Passage »
Distributed 13 days in advance due to GSSO oversight.

School of Civil and Environmental Engineering

Ph.D. Thesis Defense Announcement

Ion Exchange for the Capture of Aqueous Selenium Oxyanions

By Zhuoyi Zeng

Advisor:

Dr. Sotira Yiacoumi (CEE)

Committee Members: 

Dr. Costas Tsouris (CEE/Oak Ridge National Lab), Dr. Yongsheng Chen (CEE), Dr. Xing Xie (CEE), Dr. Radu Custelcean (Oak Ridge National Lab)

Date and Time:  Tuesday, May 5th, 2026.  10 am EST

Location: 

Room 4222, Price Gilbert Memorial Library or https://gatech.zoom.us/j/99747481518  

ABSTRACT
Selenium (Se) is an essential micronutrient but becomes toxic at elevated concentrations, posing significant risks to aquatic ecosystems and human health. Coal-fired power plant wastewaters are a primary source of Se contamination, and the U.S. Environmental Protection Agency has set a stringent discharge limit of 5 μg/L for freshwater systems. Removing Se from these wastewaters is technically challenging because Se exists at trace concentrations alongside extreme competing sulfate concentrations. Ion exchange using commercially available strong-base anion-exchange resins offers a promising approach, yet its deployment is hindered by fundamental knowledge gaps and practical challenges, including insufficient mechanistic understanding, limited evaluation under real industrial conditions, and the absence of effective regeneration protocols for complex matrices.In this context, the dissertation presented here develops and evaluates an ion-exchange-based process using the commercial resin AmberLite IRA-900 for effective and sustainable Se removal from aqueous solutions. The work progresses through three interconnected tasks. The first task establishes a comprehensive understanding of Se oxyanion equilibrium, kinetics, and competitive interactions on IRA-900, supported by the mechanistic equilibrium and kinetic models that describe the ion-exchange behavior. The second task advances the evaluation to continuous-flow fixed-bed operations across increasingly complex aqueous matrices, from simulated wastewaters to real industrial leachate, and explores an integrated treatment strategy combining crystallization pretreatment with ion exchange polishing. The third task addresses resin regeneration, developing and validating a novel two-step protocol that overcomes the limitations of conventional approaches in complex industrial matrices. Together, these tasks establish a comprehensive scientific framework that bridges fundamental ion-exchange principles with practical process development, advancing the knowledge base needed for the effective treatment of Se-contaminated industrial wastewaters.

Data supplied »

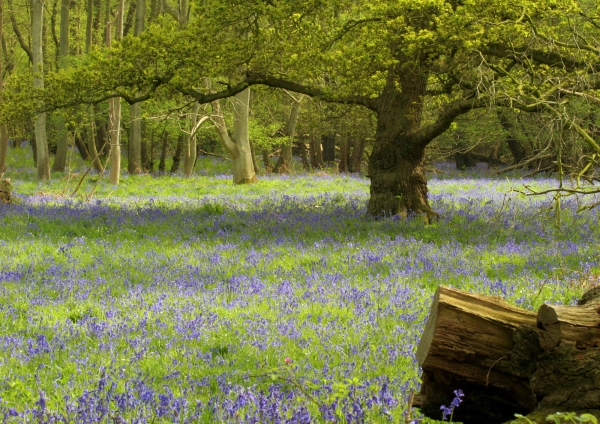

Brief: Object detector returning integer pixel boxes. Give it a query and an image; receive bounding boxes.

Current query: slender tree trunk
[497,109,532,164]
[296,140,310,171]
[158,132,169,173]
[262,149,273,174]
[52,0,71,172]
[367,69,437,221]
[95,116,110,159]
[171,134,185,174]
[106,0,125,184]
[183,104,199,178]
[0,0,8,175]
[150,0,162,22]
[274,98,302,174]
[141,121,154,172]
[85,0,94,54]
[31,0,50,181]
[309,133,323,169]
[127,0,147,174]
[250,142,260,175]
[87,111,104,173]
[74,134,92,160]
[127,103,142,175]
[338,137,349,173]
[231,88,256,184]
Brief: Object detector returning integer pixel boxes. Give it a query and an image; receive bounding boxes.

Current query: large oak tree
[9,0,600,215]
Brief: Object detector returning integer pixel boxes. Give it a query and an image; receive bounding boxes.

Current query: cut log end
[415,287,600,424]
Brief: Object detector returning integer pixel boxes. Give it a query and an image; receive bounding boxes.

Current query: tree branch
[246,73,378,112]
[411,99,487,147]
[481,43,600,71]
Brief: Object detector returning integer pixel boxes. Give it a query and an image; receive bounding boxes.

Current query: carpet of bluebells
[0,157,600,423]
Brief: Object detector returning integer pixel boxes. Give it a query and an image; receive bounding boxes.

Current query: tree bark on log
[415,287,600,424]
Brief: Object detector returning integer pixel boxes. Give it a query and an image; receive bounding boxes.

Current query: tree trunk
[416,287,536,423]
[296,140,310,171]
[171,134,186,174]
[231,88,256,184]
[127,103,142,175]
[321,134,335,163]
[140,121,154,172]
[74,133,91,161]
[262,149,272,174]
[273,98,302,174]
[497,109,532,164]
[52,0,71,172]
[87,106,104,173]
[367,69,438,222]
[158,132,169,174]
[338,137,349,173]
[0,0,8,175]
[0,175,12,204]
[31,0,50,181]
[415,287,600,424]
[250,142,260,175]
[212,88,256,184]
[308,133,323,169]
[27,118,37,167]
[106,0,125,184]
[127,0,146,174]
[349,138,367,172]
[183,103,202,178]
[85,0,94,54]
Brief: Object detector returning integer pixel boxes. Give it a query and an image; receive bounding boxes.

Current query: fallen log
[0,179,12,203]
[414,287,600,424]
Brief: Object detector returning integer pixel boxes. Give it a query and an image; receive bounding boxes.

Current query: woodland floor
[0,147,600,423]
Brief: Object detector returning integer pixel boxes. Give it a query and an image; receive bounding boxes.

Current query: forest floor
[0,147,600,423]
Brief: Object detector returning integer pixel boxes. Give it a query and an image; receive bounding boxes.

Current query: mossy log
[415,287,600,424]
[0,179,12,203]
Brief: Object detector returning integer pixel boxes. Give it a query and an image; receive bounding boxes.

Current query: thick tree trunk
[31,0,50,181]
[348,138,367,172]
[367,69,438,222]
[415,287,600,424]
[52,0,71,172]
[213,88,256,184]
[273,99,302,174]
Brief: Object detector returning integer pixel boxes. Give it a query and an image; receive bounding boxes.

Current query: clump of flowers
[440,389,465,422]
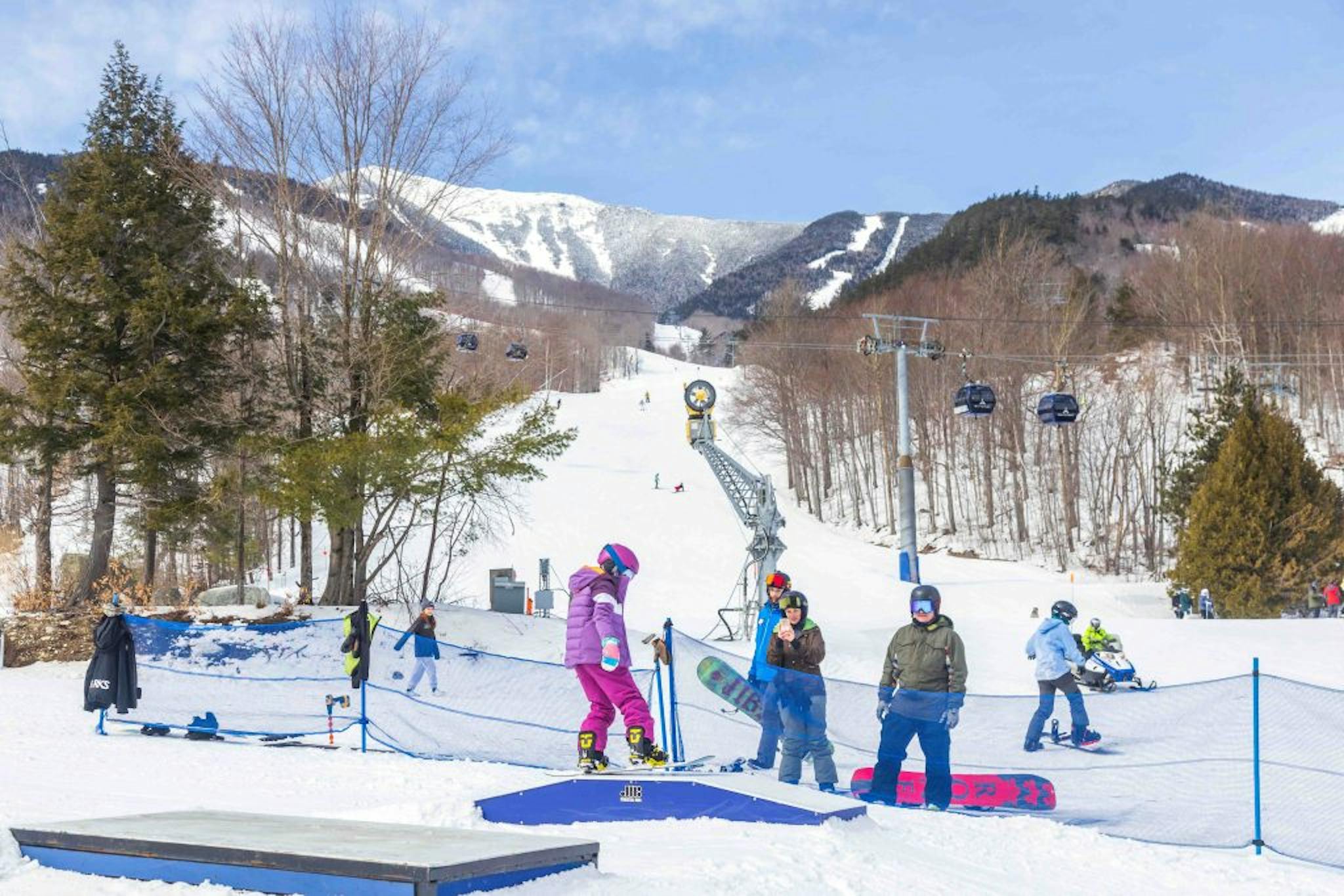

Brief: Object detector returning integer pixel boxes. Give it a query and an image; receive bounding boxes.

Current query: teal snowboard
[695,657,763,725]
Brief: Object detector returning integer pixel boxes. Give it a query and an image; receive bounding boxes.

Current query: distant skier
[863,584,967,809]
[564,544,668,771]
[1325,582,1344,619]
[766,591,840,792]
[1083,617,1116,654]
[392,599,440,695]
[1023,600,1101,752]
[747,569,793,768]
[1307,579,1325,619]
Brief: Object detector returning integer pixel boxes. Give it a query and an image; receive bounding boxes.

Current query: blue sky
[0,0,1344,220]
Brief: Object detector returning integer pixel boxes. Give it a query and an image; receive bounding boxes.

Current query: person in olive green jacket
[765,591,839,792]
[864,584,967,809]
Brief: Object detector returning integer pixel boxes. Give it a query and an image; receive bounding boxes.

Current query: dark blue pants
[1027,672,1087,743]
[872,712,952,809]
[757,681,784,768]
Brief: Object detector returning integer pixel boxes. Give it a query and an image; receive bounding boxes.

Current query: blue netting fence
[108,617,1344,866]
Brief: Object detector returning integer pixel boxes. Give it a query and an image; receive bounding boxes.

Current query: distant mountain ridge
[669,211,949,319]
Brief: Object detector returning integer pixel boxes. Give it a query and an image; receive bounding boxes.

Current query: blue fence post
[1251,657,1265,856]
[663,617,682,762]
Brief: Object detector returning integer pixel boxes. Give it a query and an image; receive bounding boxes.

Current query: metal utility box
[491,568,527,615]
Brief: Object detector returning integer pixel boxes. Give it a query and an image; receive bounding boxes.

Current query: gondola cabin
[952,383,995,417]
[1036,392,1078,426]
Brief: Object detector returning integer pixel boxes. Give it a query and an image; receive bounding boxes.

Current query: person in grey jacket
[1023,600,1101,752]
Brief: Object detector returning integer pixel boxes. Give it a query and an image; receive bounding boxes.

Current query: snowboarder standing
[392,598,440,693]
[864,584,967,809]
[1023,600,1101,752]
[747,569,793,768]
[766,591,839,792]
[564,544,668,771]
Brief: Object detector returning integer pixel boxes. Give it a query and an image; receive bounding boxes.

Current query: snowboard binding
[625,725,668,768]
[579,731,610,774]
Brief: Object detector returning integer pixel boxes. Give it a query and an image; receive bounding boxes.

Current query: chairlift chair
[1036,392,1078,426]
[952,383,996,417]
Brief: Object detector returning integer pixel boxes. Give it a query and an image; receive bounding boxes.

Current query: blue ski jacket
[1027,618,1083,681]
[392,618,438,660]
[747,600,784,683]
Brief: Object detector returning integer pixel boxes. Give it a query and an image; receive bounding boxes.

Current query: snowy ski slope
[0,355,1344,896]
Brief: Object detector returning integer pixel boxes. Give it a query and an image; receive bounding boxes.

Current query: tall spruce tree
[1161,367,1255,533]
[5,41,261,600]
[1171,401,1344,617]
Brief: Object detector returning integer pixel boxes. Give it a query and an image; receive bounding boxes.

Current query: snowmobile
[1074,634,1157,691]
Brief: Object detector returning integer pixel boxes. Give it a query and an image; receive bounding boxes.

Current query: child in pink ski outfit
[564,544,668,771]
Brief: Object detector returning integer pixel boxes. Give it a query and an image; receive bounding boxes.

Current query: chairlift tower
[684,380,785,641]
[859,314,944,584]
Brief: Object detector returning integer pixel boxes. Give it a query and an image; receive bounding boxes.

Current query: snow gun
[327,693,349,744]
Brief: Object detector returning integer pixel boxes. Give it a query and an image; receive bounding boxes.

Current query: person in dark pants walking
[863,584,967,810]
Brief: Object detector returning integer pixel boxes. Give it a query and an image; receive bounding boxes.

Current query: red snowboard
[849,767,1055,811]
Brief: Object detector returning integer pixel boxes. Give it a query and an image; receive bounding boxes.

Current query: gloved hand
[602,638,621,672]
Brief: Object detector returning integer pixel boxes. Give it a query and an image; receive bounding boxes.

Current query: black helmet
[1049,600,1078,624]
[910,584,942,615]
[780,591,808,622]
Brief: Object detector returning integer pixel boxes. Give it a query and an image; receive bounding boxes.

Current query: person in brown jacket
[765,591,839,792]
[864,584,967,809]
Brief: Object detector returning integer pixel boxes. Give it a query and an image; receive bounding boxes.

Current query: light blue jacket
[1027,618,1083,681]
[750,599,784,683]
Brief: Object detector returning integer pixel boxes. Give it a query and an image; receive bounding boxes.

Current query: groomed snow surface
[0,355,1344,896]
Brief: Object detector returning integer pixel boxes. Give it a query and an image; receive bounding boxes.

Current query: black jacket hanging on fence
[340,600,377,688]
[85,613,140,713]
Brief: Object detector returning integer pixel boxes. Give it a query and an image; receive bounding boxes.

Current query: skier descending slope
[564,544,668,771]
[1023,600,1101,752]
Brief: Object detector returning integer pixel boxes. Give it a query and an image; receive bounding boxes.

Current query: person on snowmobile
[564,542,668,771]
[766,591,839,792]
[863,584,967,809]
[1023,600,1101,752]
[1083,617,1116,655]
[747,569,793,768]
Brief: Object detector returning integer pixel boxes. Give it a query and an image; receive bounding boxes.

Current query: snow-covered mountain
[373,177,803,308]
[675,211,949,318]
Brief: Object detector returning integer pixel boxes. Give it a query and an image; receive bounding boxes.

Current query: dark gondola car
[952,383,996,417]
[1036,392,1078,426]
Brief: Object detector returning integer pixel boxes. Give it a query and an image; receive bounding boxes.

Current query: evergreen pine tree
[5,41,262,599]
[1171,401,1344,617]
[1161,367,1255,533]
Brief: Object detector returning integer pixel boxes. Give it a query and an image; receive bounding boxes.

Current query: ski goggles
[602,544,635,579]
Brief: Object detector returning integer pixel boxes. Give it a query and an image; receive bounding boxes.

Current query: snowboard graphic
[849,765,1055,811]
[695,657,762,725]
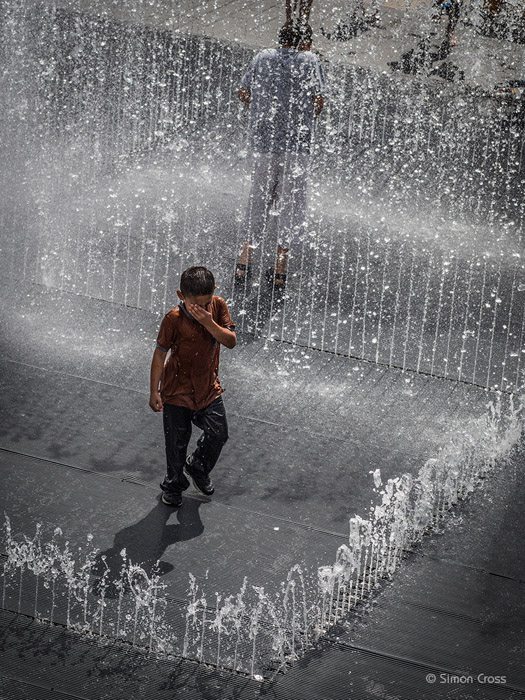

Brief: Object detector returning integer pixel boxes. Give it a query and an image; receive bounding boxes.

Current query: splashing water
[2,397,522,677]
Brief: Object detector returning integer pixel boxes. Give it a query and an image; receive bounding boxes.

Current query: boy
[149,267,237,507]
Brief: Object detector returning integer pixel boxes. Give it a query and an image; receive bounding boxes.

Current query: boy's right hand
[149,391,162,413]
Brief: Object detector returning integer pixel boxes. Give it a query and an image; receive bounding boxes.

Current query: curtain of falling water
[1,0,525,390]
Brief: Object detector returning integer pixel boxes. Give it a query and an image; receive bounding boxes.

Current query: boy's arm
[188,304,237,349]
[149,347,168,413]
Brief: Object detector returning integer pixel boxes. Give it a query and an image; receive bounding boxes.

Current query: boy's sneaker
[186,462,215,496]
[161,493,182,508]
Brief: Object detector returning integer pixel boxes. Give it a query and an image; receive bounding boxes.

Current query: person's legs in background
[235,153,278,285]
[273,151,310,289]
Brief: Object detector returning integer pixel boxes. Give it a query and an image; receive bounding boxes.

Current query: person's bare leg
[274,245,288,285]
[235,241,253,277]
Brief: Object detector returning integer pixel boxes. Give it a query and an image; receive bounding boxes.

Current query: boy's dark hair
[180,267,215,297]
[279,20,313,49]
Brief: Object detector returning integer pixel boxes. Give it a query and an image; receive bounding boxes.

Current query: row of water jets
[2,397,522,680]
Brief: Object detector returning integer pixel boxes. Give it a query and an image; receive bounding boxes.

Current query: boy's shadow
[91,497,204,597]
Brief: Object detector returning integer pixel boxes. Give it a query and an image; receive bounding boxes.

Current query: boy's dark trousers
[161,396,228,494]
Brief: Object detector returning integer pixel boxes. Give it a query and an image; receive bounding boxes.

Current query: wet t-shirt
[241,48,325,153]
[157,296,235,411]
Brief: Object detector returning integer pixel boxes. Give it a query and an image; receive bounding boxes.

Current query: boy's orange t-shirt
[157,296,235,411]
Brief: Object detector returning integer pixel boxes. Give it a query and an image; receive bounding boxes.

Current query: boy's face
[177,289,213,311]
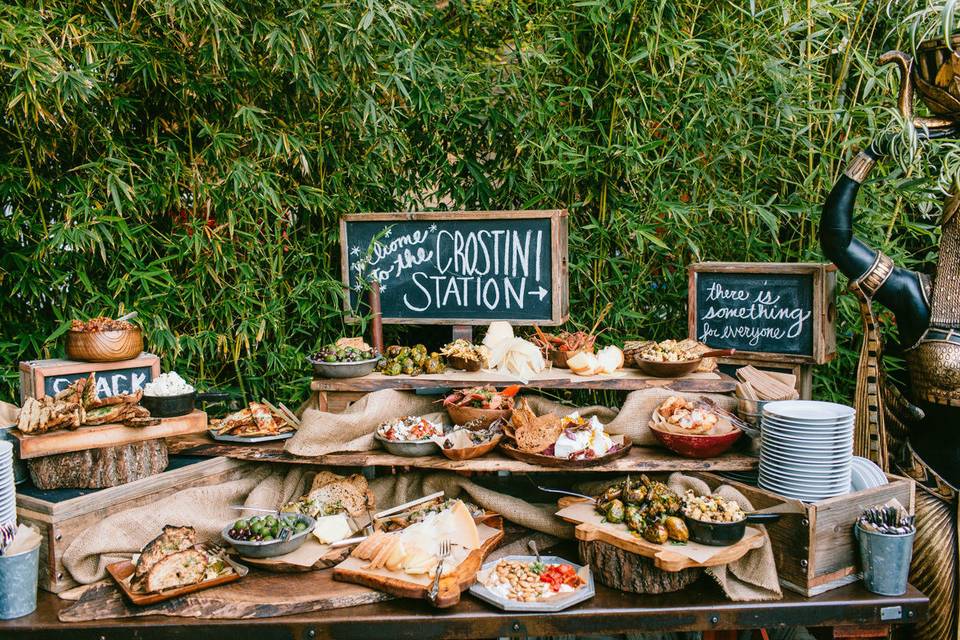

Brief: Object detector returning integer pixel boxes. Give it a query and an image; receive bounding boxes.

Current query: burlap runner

Tasks and exercises »
1 – According to the announcement, why is removing selenium from coal-fired power plant wastewaters technically challenging?
2 – Retype the part of the announcement starting at "School of Civil" and ending at "Sotira Yiacoumi (CEE)".

Answers to the exercise »
1 – Selenium is present in these wastewaters only at trace concentrations, while sulfate, which competes with it, is present at extreme concentrations.

2 –
School of Civil and Environmental Engineering

Ph.D. Thesis Defense Announcement

Ion Exchange for the Capture of Aqueous Selenium Oxyanions

By Zhuoyi Zeng

Advisor:

Dr. Sotira Yiacoumi (CEE)